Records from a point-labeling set

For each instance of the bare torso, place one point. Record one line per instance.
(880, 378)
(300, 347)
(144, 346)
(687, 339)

Your instructions » Give all the entries above as a two-column CSV with the header columns text and answer, one row per entry. Put each value in a single quoted field and replace any line breaks with spaces.

Output of the exercise »
text,answer
"For each instance of the bare torso, place one point. Record one line per instance.","(880, 378) (300, 347) (144, 346) (687, 339)"